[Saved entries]
————————
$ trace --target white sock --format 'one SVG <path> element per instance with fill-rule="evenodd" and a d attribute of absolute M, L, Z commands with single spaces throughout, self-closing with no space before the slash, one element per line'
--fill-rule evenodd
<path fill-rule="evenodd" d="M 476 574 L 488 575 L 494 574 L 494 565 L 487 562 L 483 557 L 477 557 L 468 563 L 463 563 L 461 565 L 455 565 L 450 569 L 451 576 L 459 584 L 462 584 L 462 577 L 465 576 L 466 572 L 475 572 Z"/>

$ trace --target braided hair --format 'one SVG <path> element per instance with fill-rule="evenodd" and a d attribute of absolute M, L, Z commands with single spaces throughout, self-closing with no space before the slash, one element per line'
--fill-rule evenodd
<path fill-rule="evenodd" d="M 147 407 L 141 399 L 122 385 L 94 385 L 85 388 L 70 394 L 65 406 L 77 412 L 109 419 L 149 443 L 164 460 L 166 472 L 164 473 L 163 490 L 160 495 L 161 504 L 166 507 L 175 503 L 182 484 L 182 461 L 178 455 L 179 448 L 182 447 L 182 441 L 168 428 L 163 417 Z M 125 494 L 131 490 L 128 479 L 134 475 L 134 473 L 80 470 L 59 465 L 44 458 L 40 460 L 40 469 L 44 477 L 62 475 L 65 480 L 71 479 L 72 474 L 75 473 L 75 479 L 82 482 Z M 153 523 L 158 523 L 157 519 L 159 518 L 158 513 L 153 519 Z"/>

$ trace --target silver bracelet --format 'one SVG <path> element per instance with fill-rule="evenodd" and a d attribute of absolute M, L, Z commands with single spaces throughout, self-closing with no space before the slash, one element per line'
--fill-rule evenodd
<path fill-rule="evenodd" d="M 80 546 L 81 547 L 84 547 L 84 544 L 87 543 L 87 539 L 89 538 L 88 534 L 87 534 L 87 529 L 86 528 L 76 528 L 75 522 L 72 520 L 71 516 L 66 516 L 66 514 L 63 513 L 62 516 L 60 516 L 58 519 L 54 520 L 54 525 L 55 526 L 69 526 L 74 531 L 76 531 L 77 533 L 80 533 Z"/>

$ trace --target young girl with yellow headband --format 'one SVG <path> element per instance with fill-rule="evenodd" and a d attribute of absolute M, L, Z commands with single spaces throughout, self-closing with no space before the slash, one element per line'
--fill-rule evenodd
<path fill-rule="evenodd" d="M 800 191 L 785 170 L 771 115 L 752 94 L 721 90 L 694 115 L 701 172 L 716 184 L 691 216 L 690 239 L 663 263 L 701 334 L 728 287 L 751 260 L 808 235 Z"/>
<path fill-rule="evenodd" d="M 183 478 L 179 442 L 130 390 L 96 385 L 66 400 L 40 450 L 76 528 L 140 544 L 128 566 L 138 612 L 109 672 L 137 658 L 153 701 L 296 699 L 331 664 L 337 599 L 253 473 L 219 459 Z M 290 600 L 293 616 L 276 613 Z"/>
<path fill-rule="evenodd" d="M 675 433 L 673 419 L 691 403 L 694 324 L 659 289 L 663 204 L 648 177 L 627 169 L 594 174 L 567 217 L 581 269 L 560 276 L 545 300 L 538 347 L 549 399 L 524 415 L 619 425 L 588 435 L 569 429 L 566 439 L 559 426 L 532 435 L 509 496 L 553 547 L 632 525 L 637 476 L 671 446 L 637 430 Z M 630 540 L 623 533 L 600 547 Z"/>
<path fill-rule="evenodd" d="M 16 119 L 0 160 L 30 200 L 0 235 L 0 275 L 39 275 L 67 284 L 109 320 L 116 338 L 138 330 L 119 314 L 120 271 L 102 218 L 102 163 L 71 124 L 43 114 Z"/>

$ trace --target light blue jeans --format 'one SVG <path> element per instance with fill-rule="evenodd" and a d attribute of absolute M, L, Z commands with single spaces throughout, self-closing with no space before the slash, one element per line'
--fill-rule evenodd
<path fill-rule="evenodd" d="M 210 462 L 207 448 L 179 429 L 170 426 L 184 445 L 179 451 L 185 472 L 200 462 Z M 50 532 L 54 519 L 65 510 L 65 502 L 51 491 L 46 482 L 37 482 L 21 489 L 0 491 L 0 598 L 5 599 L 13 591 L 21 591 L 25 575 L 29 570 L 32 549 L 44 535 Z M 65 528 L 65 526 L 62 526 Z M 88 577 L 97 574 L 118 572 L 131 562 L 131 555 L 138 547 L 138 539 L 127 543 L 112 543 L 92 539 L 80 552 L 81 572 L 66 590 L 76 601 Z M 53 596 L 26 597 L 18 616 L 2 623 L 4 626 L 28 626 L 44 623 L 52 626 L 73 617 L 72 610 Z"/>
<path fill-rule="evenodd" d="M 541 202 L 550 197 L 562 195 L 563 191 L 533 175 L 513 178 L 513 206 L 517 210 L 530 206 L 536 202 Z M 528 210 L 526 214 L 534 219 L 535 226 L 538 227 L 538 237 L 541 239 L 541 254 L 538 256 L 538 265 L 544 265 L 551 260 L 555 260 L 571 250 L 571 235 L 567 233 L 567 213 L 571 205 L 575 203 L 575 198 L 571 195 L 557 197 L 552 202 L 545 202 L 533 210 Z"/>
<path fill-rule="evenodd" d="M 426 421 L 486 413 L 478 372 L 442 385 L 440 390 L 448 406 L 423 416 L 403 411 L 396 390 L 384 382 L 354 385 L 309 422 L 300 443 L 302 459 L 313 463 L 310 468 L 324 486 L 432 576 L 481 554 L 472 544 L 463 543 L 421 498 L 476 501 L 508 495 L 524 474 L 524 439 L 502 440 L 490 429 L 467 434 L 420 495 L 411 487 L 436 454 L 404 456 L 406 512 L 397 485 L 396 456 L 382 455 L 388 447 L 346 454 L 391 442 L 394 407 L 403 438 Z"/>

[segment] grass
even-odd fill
————————
Rewrite every row above as a JSON list of strings, one string per line, and leave out the blank lines.

[
  "$ trace --target white sock --format 'one SVG <path> element per instance with fill-rule=\"evenodd\" and a d attribute of absolute M, L, Z commands with single spaces throughout, self-closing with no space before the slash, one element per line'",
  "--fill-rule evenodd",
  "<path fill-rule=\"evenodd\" d=\"M 476 574 L 488 575 L 494 574 L 494 565 L 487 562 L 483 557 L 477 557 L 468 563 L 463 563 L 461 565 L 455 565 L 450 569 L 451 576 L 459 584 L 462 584 L 462 577 L 465 576 L 466 572 L 475 572 Z\"/>",
  "$ trace --target braided hair --format 'one SVG <path> element per instance with fill-rule=\"evenodd\" and a d attribute of absolute M, L, Z commands with single spaces throughout, self-closing with no space before the slash, one element per line'",
  "--fill-rule evenodd",
  "<path fill-rule=\"evenodd\" d=\"M 147 407 L 141 399 L 122 385 L 94 385 L 85 388 L 70 394 L 65 406 L 77 412 L 109 419 L 149 443 L 164 460 L 166 472 L 164 473 L 163 490 L 160 495 L 161 504 L 166 507 L 175 503 L 182 484 L 182 461 L 178 455 L 179 448 L 182 447 L 182 441 L 168 428 L 163 417 Z M 125 494 L 131 490 L 128 479 L 134 475 L 134 473 L 80 470 L 59 465 L 44 458 L 40 460 L 40 469 L 44 477 L 62 475 L 65 480 L 71 479 L 72 474 L 75 473 L 75 479 L 82 482 Z M 153 523 L 158 523 L 157 519 L 159 518 L 158 513 L 153 519 Z\"/>",
  "$ trace --target silver bracelet --format 'one SVG <path> element per instance with fill-rule=\"evenodd\" and a d attribute of absolute M, L, Z commands with single spaces throughout, self-closing with no space before the slash, one element per line'",
  "--fill-rule evenodd",
  "<path fill-rule=\"evenodd\" d=\"M 80 546 L 81 547 L 84 547 L 84 544 L 87 543 L 87 539 L 89 538 L 88 534 L 87 534 L 87 529 L 86 528 L 76 528 L 75 522 L 72 520 L 71 516 L 66 516 L 66 514 L 63 513 L 62 516 L 60 516 L 58 519 L 54 520 L 54 525 L 55 526 L 69 526 L 74 531 L 76 531 L 77 533 L 80 533 Z\"/>",
  "$ trace --target young girl with yellow headband --format 'one SVG <path> element per instance with fill-rule=\"evenodd\" and a d attribute of absolute M, L, Z commands with single spaces throughout, self-closing with no space before the slash, one element per line'",
  "--fill-rule evenodd",
  "<path fill-rule=\"evenodd\" d=\"M 800 191 L 785 170 L 771 115 L 752 94 L 721 90 L 694 115 L 701 172 L 716 184 L 691 216 L 690 239 L 663 263 L 701 334 L 728 287 L 751 260 L 808 235 Z\"/>",
  "<path fill-rule=\"evenodd\" d=\"M 183 478 L 179 442 L 130 390 L 96 385 L 66 400 L 40 450 L 76 528 L 140 544 L 128 566 L 138 612 L 109 672 L 137 658 L 153 701 L 296 699 L 331 664 L 337 599 L 253 473 L 219 459 Z M 290 600 L 293 616 L 276 613 Z\"/>",
  "<path fill-rule=\"evenodd\" d=\"M 675 433 L 673 419 L 691 403 L 694 324 L 659 289 L 663 204 L 648 177 L 627 169 L 594 174 L 567 217 L 581 269 L 560 276 L 545 300 L 538 347 L 549 399 L 524 415 L 619 425 L 588 435 L 569 429 L 566 439 L 559 426 L 532 435 L 509 496 L 553 547 L 632 525 L 637 476 L 671 446 L 637 430 Z M 630 540 L 623 533 L 600 547 Z\"/>",
  "<path fill-rule=\"evenodd\" d=\"M 16 119 L 0 160 L 30 200 L 0 235 L 0 275 L 39 275 L 67 284 L 109 320 L 116 338 L 138 330 L 119 314 L 120 271 L 102 218 L 102 163 L 71 124 L 43 114 Z\"/>",
  "$ trace --target light blue jeans --format 'one SVG <path> element per instance with fill-rule=\"evenodd\" and a d attribute of absolute M, L, Z commands with single spaces throughout, self-closing with no space before the slash, one element per line'",
  "--fill-rule evenodd",
  "<path fill-rule=\"evenodd\" d=\"M 210 462 L 207 448 L 179 429 L 170 426 L 184 445 L 179 451 L 185 472 L 200 462 Z M 50 532 L 54 519 L 65 510 L 65 502 L 51 491 L 46 482 L 37 482 L 21 489 L 0 491 L 0 598 L 5 599 L 13 591 L 21 591 L 25 575 L 29 570 L 32 549 L 44 535 Z M 65 528 L 65 526 L 62 526 Z M 88 577 L 97 574 L 118 572 L 131 562 L 131 555 L 138 547 L 138 539 L 127 543 L 112 543 L 92 539 L 80 552 L 81 572 L 66 590 L 76 601 Z M 53 596 L 26 597 L 18 616 L 2 623 L 4 626 L 28 626 L 44 623 L 52 626 L 73 617 L 72 610 Z\"/>",
  "<path fill-rule=\"evenodd\" d=\"M 541 202 L 550 197 L 562 195 L 563 191 L 533 175 L 513 178 L 513 206 L 517 210 L 530 206 L 536 202 Z M 528 210 L 526 214 L 534 219 L 535 226 L 538 227 L 538 237 L 541 239 L 541 254 L 538 256 L 538 265 L 544 265 L 551 260 L 555 260 L 571 250 L 571 235 L 567 233 L 567 213 L 571 205 L 575 203 L 575 198 L 571 195 L 557 197 L 552 202 L 545 202 L 533 210 Z\"/>",
  "<path fill-rule=\"evenodd\" d=\"M 426 421 L 486 413 L 478 372 L 442 385 L 440 390 L 448 406 L 423 416 L 403 411 L 396 390 L 384 382 L 354 385 L 309 422 L 300 443 L 302 459 L 313 463 L 310 468 L 324 486 L 432 576 L 481 554 L 472 544 L 463 543 L 421 498 L 476 501 L 508 495 L 524 474 L 524 439 L 502 440 L 490 429 L 467 434 L 420 495 L 411 487 L 436 454 L 404 456 L 406 512 L 397 485 L 396 456 L 382 455 L 388 447 L 346 454 L 391 442 L 394 407 L 403 438 Z\"/>",
  "[segment] grass",
  "even-odd fill"
]